▸ Task directions
Your answer should be the exact lines of the records, starting with the one containing "Task: locate the stone baluster" and running to the end.

Excerpts from a dataset
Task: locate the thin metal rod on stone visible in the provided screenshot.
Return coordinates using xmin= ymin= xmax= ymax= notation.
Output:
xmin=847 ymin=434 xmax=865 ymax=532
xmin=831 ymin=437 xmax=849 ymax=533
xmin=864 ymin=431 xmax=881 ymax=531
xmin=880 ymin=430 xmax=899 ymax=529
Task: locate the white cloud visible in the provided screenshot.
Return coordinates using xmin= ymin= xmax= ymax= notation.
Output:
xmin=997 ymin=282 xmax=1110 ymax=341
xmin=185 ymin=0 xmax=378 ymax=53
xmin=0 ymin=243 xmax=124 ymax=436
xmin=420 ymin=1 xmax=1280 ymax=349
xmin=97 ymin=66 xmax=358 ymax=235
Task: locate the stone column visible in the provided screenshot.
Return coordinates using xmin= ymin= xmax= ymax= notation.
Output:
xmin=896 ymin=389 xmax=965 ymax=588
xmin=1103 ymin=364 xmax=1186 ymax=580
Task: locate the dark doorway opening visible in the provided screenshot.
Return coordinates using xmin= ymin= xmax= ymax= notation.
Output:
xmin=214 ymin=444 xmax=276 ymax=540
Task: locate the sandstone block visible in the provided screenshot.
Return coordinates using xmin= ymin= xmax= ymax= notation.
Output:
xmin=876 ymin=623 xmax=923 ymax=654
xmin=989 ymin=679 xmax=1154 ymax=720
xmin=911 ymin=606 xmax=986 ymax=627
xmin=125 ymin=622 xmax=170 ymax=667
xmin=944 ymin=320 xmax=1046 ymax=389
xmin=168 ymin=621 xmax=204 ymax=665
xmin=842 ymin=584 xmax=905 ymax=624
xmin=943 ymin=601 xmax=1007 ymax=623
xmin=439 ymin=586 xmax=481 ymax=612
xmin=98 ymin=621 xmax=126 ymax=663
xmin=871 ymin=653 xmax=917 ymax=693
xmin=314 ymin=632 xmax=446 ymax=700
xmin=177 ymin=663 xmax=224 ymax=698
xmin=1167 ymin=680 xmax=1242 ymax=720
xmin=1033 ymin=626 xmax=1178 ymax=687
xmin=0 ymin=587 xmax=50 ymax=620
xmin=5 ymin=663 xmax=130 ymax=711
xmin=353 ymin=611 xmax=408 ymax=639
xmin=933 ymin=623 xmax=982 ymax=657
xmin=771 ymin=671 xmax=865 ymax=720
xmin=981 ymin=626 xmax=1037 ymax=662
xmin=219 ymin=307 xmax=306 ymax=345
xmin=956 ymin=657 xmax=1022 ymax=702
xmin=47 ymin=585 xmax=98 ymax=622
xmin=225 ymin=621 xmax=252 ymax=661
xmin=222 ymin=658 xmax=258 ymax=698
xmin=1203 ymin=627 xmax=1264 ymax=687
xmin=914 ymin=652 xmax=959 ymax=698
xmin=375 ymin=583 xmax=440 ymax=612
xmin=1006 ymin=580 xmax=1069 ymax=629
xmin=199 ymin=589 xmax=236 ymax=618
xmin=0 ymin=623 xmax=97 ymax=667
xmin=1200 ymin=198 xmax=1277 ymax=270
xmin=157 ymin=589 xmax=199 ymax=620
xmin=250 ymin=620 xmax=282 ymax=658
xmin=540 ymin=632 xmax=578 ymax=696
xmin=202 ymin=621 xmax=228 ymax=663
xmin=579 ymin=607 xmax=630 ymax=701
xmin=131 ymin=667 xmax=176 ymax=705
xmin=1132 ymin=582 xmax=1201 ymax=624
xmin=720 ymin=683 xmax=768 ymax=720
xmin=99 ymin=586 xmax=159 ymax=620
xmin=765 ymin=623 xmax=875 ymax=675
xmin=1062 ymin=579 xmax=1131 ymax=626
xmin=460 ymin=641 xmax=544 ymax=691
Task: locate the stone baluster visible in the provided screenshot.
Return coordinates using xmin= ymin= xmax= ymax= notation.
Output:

▸ Written response
Task: locate the stone baluster visible in the provided screenshot.
Return coordinates using xmin= ymin= xmax= ymax= notation.
Output:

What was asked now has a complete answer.